Due this year on February 4th, Journalism Partnerships is probably the single largest and most important media funding opportunity in Europe. It also doubles as a psychological experiment in the Milgram tradition, except instead of electric shocks, you spend days trapped inside a Commission budget table made of static cells and quiet despair.
So if you’re staring down an unruly budget, negotiating a consortium where everyone has excellent ideas about what the other partners should do, or trying to describe an activity that made perfect sense until you had to fit it into EU prose - this edition is for you.
We analyzed every project funded under Journalism Partnerships since the call launched in 2021. This dataset covers 5 years, 33 “Collaborations” projects and 9 “Pluralism” actions. If you are currently debating whether to add that sixth partner or how much budget to ask for, here is your benchmark.
1. The “Magic Number” is 6.03
The eligibility criteria set the floor at three partners for Collaborations. Some applicants may aim for this minimum to keep coordination simple. The data suggests this is a strategic error.
Average Consortium Size (Overall): 5.29 partners.
Average for Collaborations: 6.03 partners.
The ceiling: The largest successful consortium had 11 members.
A consortium of 5-6 partners appears to be the “sweet spot” for evaluators. It is large enough to demonstrate genuine cross-border/cross-sectoral impact and diversity, but small enough to avoid the operational paralysis that plagues double-digit consortiums. If you go much larger (10+), you risk looking unmanageable; if you go smaller (3), you risk looking unambitious.

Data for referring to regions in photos
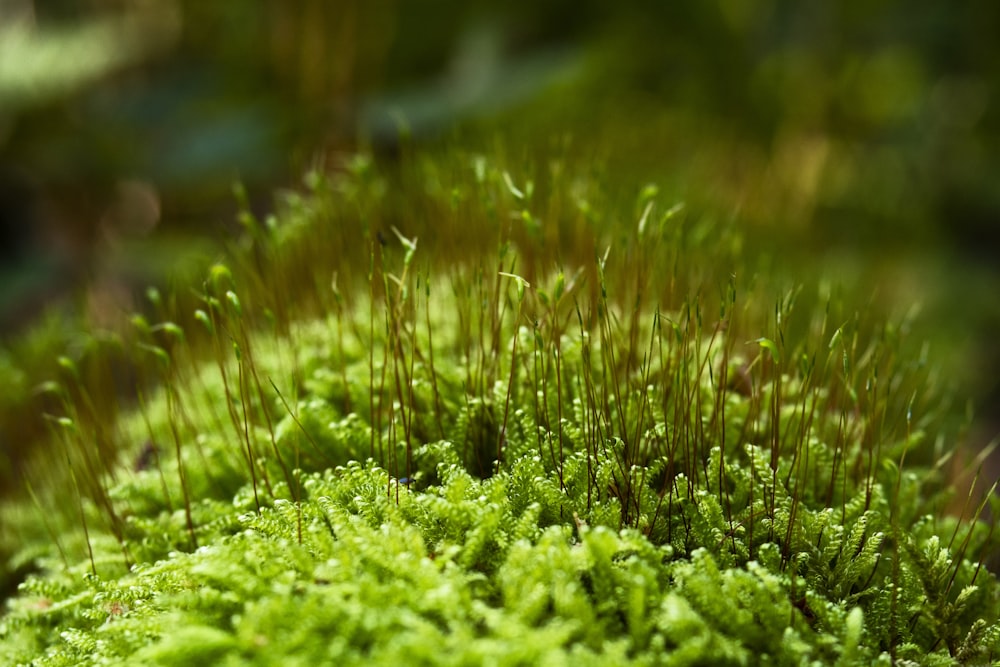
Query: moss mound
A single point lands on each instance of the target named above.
(443, 413)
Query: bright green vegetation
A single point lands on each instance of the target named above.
(460, 411)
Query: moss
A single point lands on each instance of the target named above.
(516, 429)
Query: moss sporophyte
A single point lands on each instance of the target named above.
(451, 412)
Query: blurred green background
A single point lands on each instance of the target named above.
(863, 136)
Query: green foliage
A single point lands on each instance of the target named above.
(520, 463)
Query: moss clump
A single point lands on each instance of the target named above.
(534, 436)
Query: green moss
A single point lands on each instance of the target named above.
(516, 429)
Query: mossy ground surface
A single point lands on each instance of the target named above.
(455, 412)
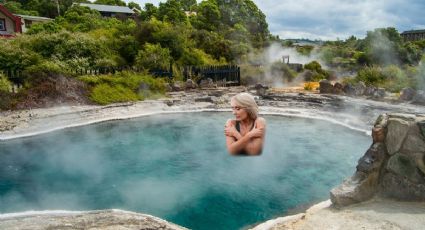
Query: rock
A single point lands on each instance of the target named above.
(378, 134)
(414, 141)
(204, 99)
(394, 166)
(102, 219)
(397, 130)
(419, 98)
(421, 125)
(338, 88)
(207, 83)
(381, 121)
(325, 86)
(363, 185)
(359, 88)
(168, 87)
(177, 86)
(379, 93)
(190, 84)
(407, 94)
(404, 166)
(372, 160)
(216, 93)
(401, 188)
(370, 90)
(354, 190)
(420, 161)
(349, 89)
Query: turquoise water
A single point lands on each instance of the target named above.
(176, 167)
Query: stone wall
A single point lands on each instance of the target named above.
(393, 166)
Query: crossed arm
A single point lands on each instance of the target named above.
(251, 142)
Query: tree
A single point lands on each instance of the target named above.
(150, 10)
(171, 11)
(188, 5)
(132, 5)
(110, 2)
(208, 15)
(153, 57)
(246, 13)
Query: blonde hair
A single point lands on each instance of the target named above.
(247, 101)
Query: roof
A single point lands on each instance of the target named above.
(413, 31)
(5, 11)
(33, 18)
(16, 20)
(108, 8)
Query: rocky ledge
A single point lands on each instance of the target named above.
(394, 165)
(387, 191)
(104, 219)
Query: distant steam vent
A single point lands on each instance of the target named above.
(413, 35)
(294, 66)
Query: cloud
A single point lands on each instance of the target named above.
(332, 19)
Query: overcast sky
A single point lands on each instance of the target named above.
(332, 19)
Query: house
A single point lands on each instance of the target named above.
(120, 12)
(28, 20)
(12, 24)
(413, 35)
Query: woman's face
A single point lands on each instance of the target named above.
(239, 111)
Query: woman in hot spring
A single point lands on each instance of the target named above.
(245, 134)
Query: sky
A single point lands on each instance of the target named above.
(335, 19)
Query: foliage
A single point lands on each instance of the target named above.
(65, 47)
(170, 11)
(395, 79)
(371, 76)
(16, 8)
(122, 87)
(133, 5)
(14, 56)
(48, 27)
(45, 69)
(110, 2)
(282, 71)
(310, 86)
(105, 94)
(5, 84)
(317, 72)
(305, 49)
(153, 57)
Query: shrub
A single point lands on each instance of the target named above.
(311, 86)
(282, 71)
(124, 86)
(105, 94)
(317, 72)
(45, 69)
(14, 57)
(371, 76)
(153, 56)
(5, 84)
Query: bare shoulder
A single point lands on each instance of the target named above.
(260, 122)
(230, 122)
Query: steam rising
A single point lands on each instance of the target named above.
(172, 168)
(274, 54)
(383, 49)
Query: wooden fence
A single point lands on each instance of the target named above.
(228, 74)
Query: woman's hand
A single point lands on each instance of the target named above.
(256, 132)
(230, 130)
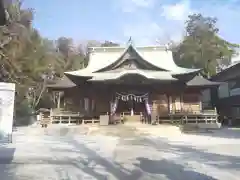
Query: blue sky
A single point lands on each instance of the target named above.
(147, 21)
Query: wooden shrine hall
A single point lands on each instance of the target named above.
(129, 82)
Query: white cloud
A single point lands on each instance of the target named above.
(143, 33)
(129, 6)
(164, 21)
(178, 11)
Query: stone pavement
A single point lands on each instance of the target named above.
(118, 152)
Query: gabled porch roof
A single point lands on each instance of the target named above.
(102, 58)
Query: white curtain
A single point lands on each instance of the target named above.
(114, 106)
(148, 108)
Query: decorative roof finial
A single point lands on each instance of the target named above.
(130, 41)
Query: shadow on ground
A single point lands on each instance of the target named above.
(6, 167)
(149, 169)
(189, 153)
(231, 133)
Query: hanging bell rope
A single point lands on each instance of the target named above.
(127, 97)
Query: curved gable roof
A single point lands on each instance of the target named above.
(157, 56)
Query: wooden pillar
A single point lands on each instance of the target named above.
(59, 100)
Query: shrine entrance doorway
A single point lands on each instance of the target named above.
(131, 106)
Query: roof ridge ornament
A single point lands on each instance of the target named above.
(130, 41)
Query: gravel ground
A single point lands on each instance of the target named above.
(120, 152)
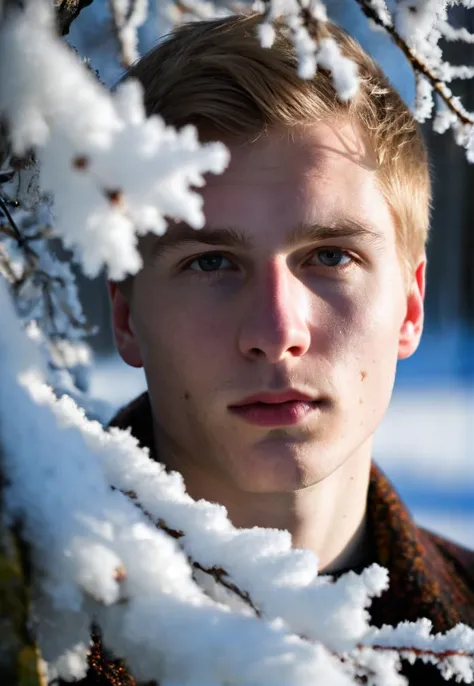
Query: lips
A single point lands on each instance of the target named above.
(276, 409)
(275, 398)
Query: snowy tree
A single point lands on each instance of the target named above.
(92, 530)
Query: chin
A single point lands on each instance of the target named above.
(283, 472)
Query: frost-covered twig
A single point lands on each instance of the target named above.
(127, 17)
(419, 65)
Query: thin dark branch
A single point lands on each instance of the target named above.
(219, 575)
(417, 64)
(11, 221)
(67, 11)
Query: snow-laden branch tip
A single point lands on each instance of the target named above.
(114, 174)
(127, 17)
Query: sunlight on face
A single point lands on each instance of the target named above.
(294, 284)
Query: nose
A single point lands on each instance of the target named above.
(276, 320)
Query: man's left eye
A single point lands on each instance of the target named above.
(332, 257)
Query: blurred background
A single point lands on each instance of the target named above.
(426, 442)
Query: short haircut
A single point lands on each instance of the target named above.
(216, 75)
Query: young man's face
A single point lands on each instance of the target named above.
(301, 291)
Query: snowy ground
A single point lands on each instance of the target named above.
(425, 445)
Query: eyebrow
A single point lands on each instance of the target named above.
(232, 237)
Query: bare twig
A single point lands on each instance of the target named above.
(67, 11)
(218, 574)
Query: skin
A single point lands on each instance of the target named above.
(329, 316)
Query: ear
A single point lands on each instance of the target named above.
(412, 325)
(123, 328)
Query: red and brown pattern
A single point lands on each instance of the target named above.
(429, 575)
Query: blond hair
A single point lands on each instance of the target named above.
(216, 75)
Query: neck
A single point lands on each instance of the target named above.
(328, 517)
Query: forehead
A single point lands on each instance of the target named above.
(317, 173)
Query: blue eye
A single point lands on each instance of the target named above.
(210, 262)
(333, 257)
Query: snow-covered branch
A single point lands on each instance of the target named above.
(127, 17)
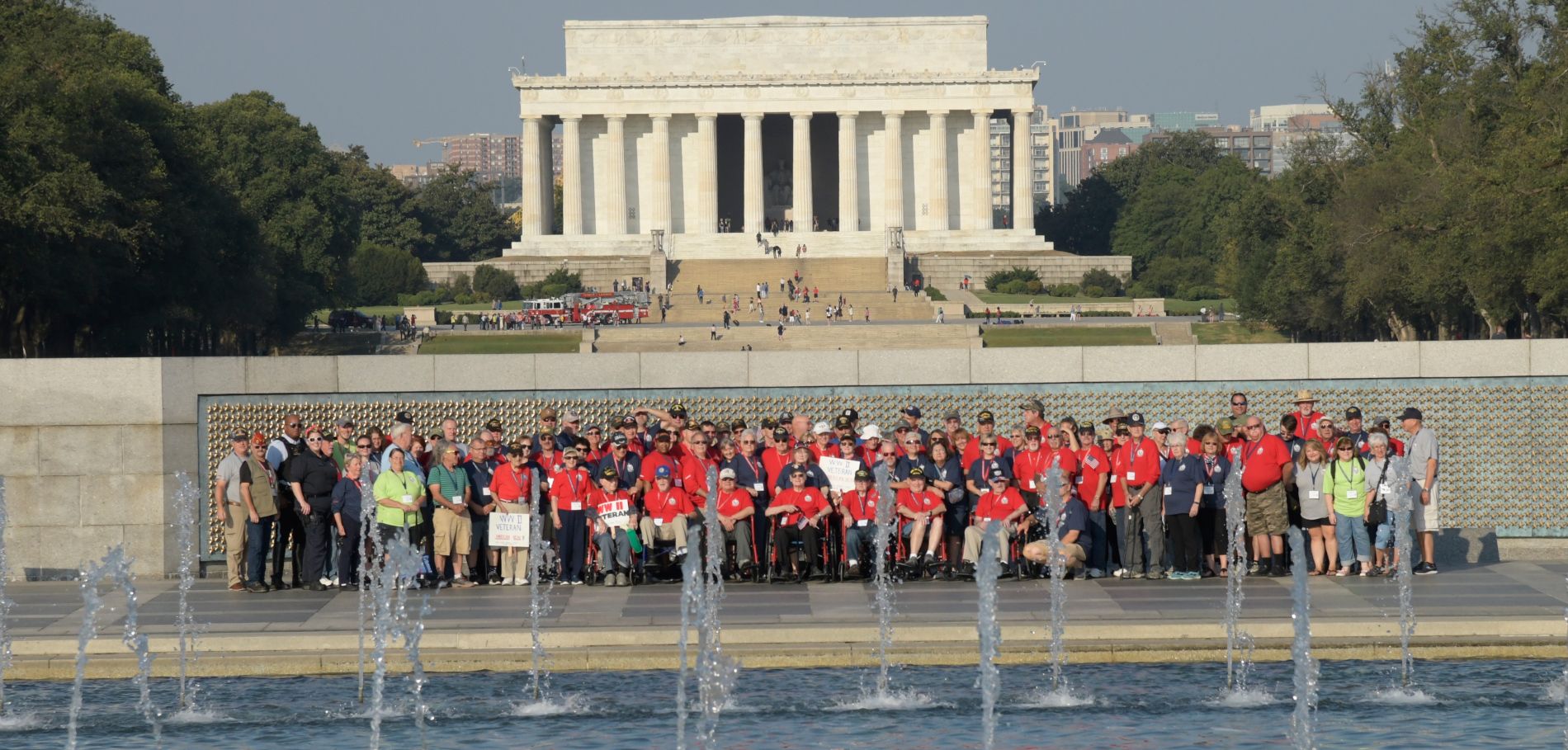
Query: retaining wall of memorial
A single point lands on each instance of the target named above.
(90, 447)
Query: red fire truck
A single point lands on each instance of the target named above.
(587, 308)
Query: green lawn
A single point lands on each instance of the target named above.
(503, 344)
(1233, 332)
(1062, 336)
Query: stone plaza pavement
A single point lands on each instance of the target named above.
(1509, 609)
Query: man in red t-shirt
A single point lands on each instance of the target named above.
(1145, 527)
(923, 510)
(1004, 506)
(1266, 466)
(667, 510)
(799, 512)
(734, 517)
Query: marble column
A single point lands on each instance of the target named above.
(706, 175)
(937, 215)
(848, 176)
(615, 176)
(893, 149)
(754, 212)
(571, 176)
(656, 207)
(533, 203)
(980, 173)
(1023, 173)
(801, 172)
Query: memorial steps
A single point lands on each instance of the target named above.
(797, 337)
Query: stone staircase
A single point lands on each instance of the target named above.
(797, 337)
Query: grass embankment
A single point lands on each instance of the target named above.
(1076, 336)
(1233, 332)
(503, 344)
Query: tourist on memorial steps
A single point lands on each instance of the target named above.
(259, 492)
(345, 518)
(231, 509)
(1426, 517)
(569, 515)
(290, 532)
(1181, 485)
(400, 494)
(1266, 466)
(313, 478)
(615, 548)
(667, 512)
(1144, 540)
(1317, 515)
(1346, 492)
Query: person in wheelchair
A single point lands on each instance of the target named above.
(1003, 504)
(799, 512)
(921, 509)
(860, 520)
(612, 512)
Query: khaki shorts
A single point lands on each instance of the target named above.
(1266, 512)
(454, 532)
(1426, 518)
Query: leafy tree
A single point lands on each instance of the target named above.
(381, 273)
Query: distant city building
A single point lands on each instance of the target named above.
(1252, 146)
(1178, 121)
(1041, 153)
(1104, 148)
(1277, 116)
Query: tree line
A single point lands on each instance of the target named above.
(137, 223)
(1442, 215)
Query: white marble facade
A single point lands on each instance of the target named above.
(862, 125)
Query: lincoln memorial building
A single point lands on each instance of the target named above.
(855, 137)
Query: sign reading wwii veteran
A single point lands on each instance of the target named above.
(508, 529)
(839, 471)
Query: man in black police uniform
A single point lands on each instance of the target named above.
(289, 537)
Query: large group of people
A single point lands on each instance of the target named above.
(799, 498)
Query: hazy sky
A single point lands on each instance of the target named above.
(388, 71)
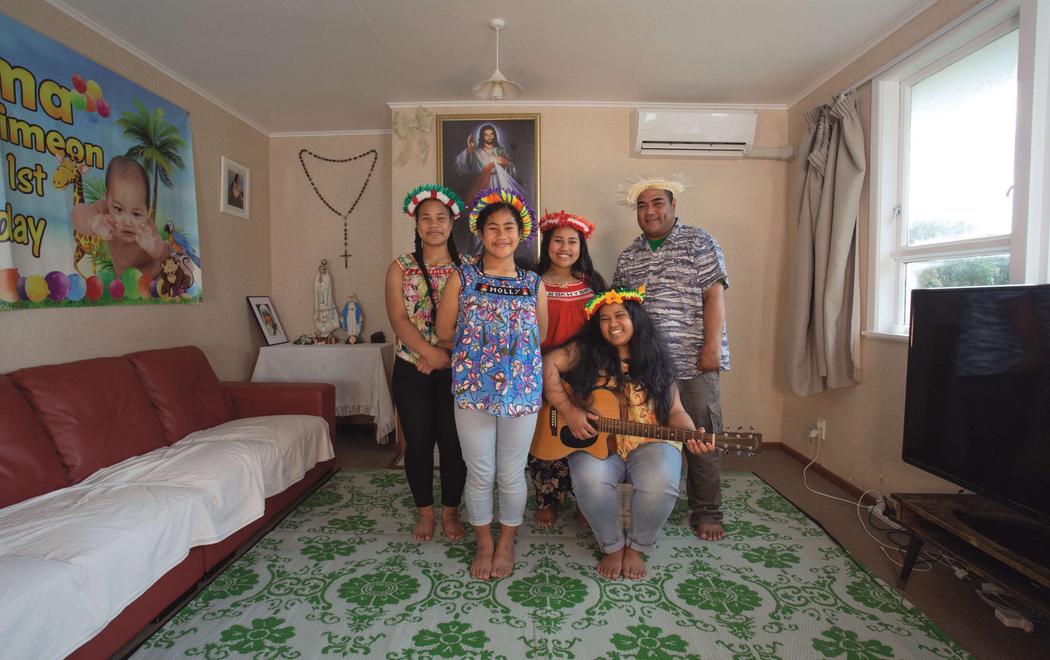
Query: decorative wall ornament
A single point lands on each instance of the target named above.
(344, 215)
(410, 126)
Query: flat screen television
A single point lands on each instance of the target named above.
(978, 402)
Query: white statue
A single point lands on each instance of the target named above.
(353, 317)
(326, 316)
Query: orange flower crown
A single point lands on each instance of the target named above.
(614, 296)
(551, 220)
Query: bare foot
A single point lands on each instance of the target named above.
(503, 558)
(450, 525)
(546, 517)
(711, 531)
(424, 525)
(611, 567)
(634, 563)
(481, 568)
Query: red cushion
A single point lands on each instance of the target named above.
(96, 411)
(184, 388)
(28, 464)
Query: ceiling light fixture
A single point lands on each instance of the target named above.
(497, 87)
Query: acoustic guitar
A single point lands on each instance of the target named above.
(552, 439)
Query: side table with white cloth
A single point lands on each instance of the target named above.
(357, 371)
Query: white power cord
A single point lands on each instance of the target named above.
(860, 507)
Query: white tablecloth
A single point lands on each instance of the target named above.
(356, 370)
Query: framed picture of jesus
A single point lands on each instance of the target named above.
(481, 151)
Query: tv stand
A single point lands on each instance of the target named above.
(987, 538)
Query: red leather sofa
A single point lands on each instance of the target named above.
(59, 424)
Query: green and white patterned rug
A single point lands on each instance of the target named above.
(341, 576)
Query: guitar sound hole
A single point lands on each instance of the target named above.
(576, 443)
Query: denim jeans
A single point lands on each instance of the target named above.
(495, 449)
(652, 469)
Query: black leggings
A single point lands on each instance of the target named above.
(425, 407)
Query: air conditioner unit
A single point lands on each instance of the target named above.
(725, 133)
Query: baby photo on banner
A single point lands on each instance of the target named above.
(98, 205)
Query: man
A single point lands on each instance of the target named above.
(684, 271)
(489, 162)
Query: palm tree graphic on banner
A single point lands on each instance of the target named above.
(158, 148)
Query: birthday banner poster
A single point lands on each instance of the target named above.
(98, 204)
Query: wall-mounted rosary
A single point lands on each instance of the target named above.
(344, 216)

Instructions
- A) Answer these questions using the Journalism Partnerships text.
(i) On what date is Journalism Partnerships due this year?
(ii) How many "Collaborations" projects does the dataset cover?
(iii) How many members did the largest successful consortium have?
- B) Reproduce verbatim the Journalism Partnerships text from "So if you’re" up to and including "Collaborations: 6.03 partners.".

Your responses
- A)
(i) February 4th
(ii) 33
(iii) 11

- B)
So if you’re staring down an unruly budget, negotiating a consortium where everyone has excellent ideas about what the other partners should do, or trying to describe an activity that made perfect sense until you had to fit it into EU prose - this edition is for you.
We analyzed every project funded under Journalism Partnerships since the call launched in 2021. This dataset covers 5 years, 33 “Collaborations” projects and 9 “Pluralism” actions. If you are currently debating whether to add that sixth partner or how much budget to ask for, here is your benchmark.
1. The “Magic Number” is 6.03
The eligibility criteria set the floor at three partners for Collaborations. Some applicants may aim for this minimum to keep coordination simple. The data suggests this is a strategic error.
Average Consortium Size (Overall): 5.29 partners.
Average for Collaborations: 6.03 partners.